YOUR TASK:
Your answer should be the full set of records, printed exactly as they stand.

[Stored data entries]
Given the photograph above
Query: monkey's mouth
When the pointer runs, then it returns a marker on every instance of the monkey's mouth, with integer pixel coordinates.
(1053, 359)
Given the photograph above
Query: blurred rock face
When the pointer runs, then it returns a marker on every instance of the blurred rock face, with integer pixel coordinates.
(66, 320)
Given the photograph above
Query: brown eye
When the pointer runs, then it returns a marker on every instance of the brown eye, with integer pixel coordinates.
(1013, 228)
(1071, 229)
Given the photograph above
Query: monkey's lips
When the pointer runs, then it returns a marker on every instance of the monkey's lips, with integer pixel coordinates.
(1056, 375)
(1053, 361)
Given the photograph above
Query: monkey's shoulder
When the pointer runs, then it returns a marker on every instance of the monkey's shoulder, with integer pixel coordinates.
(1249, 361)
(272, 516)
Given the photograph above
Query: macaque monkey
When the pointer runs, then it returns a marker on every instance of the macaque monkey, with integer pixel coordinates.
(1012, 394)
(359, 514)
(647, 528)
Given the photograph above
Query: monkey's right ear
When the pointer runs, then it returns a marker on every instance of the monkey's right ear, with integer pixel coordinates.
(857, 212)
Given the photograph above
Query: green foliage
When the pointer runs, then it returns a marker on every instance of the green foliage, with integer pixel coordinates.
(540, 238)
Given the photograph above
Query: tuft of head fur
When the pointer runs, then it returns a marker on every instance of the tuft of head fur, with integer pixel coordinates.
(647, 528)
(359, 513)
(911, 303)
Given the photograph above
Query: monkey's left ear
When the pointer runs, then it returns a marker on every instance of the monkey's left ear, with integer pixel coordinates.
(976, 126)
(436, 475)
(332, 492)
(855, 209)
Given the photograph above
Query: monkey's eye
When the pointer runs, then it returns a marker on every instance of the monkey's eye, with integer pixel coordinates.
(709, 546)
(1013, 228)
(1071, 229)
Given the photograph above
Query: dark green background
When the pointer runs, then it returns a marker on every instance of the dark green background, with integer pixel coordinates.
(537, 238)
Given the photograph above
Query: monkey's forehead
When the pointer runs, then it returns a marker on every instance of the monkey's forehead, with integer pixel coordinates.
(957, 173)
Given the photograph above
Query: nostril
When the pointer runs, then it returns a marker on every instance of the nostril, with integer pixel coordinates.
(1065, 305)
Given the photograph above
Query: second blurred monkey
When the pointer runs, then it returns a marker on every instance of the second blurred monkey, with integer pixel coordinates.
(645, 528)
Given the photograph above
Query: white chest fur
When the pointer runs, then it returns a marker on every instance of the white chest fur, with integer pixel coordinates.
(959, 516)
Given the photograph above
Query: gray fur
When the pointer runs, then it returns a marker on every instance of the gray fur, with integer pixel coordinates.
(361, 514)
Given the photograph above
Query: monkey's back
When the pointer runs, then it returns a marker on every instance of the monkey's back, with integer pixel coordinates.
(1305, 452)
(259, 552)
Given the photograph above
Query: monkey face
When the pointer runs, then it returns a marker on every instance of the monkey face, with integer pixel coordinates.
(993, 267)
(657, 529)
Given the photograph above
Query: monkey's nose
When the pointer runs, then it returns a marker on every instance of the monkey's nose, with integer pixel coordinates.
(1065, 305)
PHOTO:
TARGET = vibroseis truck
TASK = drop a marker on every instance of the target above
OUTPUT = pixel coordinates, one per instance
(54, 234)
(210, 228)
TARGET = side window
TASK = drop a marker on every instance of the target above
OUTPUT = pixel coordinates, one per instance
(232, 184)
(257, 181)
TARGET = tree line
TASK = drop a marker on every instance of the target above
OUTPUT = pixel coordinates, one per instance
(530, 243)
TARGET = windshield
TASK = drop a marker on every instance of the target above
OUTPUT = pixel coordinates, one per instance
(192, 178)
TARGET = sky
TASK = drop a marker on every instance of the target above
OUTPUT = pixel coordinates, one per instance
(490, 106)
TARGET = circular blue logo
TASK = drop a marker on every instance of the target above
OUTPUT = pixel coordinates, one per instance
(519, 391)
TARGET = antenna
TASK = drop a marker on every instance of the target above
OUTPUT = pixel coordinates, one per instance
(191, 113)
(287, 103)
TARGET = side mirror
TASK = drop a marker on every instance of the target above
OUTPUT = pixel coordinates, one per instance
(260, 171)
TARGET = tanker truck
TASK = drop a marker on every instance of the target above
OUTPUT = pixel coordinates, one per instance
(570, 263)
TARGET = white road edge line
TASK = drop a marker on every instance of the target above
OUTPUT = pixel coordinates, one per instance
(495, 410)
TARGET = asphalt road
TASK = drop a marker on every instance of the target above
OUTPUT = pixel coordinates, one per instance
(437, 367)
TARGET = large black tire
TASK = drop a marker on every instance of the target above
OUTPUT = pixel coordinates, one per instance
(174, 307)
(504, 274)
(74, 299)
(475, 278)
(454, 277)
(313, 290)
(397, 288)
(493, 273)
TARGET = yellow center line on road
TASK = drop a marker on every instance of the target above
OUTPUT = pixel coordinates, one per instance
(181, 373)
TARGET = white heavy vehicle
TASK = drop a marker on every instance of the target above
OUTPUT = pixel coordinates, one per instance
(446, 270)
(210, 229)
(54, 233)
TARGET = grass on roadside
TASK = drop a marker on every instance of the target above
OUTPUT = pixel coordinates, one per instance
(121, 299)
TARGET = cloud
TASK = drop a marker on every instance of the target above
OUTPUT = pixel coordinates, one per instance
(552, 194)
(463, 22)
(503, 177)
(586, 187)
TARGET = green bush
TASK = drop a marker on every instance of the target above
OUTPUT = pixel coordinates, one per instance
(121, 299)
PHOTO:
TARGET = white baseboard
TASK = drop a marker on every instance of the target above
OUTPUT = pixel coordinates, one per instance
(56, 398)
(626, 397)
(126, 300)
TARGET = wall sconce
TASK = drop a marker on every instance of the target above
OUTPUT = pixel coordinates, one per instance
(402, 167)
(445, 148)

ANSWER SECTION:
Given the photograph above
Query: monkey's mouth
When the pointer runs, then it returns a marker on every instance of the monkey's mouth, with integer pixel coordinates.
(1053, 359)
Given the photograph above
Query: blurred rock face
When the pointer runs, then it returns a marker on every instance of the blurred rock face, with integer pixel coordinates.
(66, 320)
Given the photograph above
Query: brown eye
When the pointer runs, then it returns a marker on every instance of the brown eye, with integer pixel coordinates.
(1013, 228)
(1071, 229)
Given the photograph above
Query: monkey's lips
When the pointer runs, then it returns a marker on every instance of the monkey's lips, with integer pixel coordinates.
(1056, 375)
(1053, 361)
Given the photograph above
Query: monkey's shoulder
When the pointer runs, then it returns a marker on every instance of the monkey's shoulder, with integer pixel coordinates.
(1249, 361)
(272, 516)
Given the photograph above
Query: macaque monkey
When the pointer runs, then it returns a marker on every instance of the macaque monkey, with integer pixel coordinates.
(1012, 394)
(359, 514)
(647, 528)
Given the photograph above
Query: monkey's right ear
When the pointer runs, then it returns a marker on every instance of the monkey's right ear, with integer pixel coordinates.
(857, 212)
Given the photograph above
Query: green foliage
When the pointer runs, then it returns a marker on every instance of the green foliage, with integer pixel coordinates.
(540, 238)
Given the photograph above
Query: tuft of head fur
When the pointer runs, then it returns a marker on every instance of the tuft of head fur, with integer pixel coordinates.
(647, 528)
(359, 513)
(911, 303)
Given the photograph above
Query: monkey's left ear
When the pointer runs, then it returns a marker on every instance of the monkey's left ear, with integer pixel coordinates.
(976, 126)
(436, 475)
(332, 492)
(855, 209)
Given the photograph above
Query: monkey's eye
When the pointer runs, then it returns a marker on every instance of the monkey's eye, with integer pixel coordinates.
(709, 546)
(1013, 228)
(1071, 229)
Given the photograph above
Query: dark green background
When the pointer runs, then it returns a marker on every instance of the dark green background, with integer pixel coordinates.
(537, 238)
Given the photograph above
Query: monkey's forehead
When the pointer runs, then it returns a marker on every instance of the monkey's forehead, with integer pixel coordinates.
(957, 173)
Given the photograph above
Query: nostril
When the pointer runs, then it returns a marker on every instance of the nostril, with integer pixel coordinates.
(1065, 305)
Given the photograph above
Query: second blurred monkey
When the pointer runs, then it returns a marker on every instance of the second blurred monkey, with integer pixel coordinates.
(645, 528)
Given the photograph above
Query: white chest fur
When the pointer runs, then it returns a marker on every instance of the white chest fur, with integer pixel coordinates.
(959, 516)
Given the photograph above
Query: gray fur
When the pointer runs, then it returns a marker on every instance of the gray fur, with integer pixel coordinates.
(361, 514)
Given the photograph above
Query: monkey's back
When the pointer runs, then it returns a marker on every instance of the monkey's back, with integer pixel coordinates.
(1305, 452)
(259, 552)
Given the photograph above
Query: monkey face
When the pointer runs, then it returns a marker on every instance of the monkey face, with integer pixel coordinates.
(993, 267)
(657, 529)
Given the photograph above
Query: monkey's nose
When the pointer runs, then it returns a marker on every instance of the monkey's nose, with integer pixel coordinates.
(1065, 305)
PHOTO:
TARGET = vibroseis truck
TASK = drop a marker on every instance of the target above
OUTPUT = pixel coordinates, one per instance
(54, 234)
(210, 228)
TARGET = side window
TASK = drop a marker on every instance of the target above
OUTPUT = pixel coordinates, one per instance
(232, 184)
(257, 181)
TARGET = tree line
TASK = drop a marker on every instance of the target above
OUTPUT = pixel coordinates, one per instance
(530, 243)
TARGET = windshield
TASK = drop a marker on every instance of the target above
OUTPUT = pixel coordinates, one per instance
(192, 178)
TARGET = sky
TASK = drop a marker on every instance of the target above
OUTPUT = pixel coordinates, one per instance
(490, 106)
TARGET = circular blue logo
TASK = drop a marker on every instance of the target above
OUTPUT = pixel coordinates, one per instance
(519, 391)
TARGET = antenna
TASK = drop a marker on every instance of the target above
OUTPUT = pixel coordinates, one per instance
(191, 113)
(287, 103)
TARGET = side mirror
TASK = drop a marker on every instance of the target above
OUTPUT = pixel coordinates, one per instance
(260, 171)
TARGET = tanker truck
TASK = drop a marker on every instance of the target above
OUTPUT = pixel coordinates, one per instance
(570, 263)
TARGET = white road edge line
TASK = drop a marker on every instance of the target above
OUTPUT = pixel coordinates, one per instance
(495, 410)
TARGET = asphalt road
TASK = drop a marker on every instance of the target above
OUTPUT = pixel coordinates, one per instance
(437, 367)
TARGET = large black tire
TASK = drop a marker on every instance of the target above
OUTPUT = pixel coordinates, one per instance
(174, 307)
(504, 274)
(74, 299)
(475, 278)
(454, 277)
(313, 290)
(397, 288)
(493, 273)
TARGET = yellow center line on road
TASK = drop a marker on every instance of the target above
OUTPUT = pixel coordinates, one per instance
(181, 373)
TARGET = white heavy vehicle
TASK = drop a marker on every instance of the target above
OUTPUT = pixel coordinates, one per instance
(446, 270)
(210, 229)
(54, 233)
TARGET = grass on roadside
TASK = drop a marker on every instance of the target above
OUTPUT = pixel coordinates, one per instance
(121, 299)
TARGET = cloud
TASK = drop a marker on every instance of the target above
OUTPUT = pixel coordinates, one per instance
(552, 194)
(463, 22)
(503, 177)
(586, 187)
TARGET = green bush
TASK = drop a marker on every instance of the target above
OUTPUT = pixel coordinates, one per instance
(121, 299)
PHOTO:
TARGET = white baseboard
TASK = drop a marker on every instance of the target above
OUTPUT = pixel coordinates, one per instance
(56, 398)
(626, 397)
(126, 300)
TARGET = wall sconce
TASK = drop a marker on every instance of the target above
OUTPUT = pixel coordinates, one per instance
(402, 167)
(445, 148)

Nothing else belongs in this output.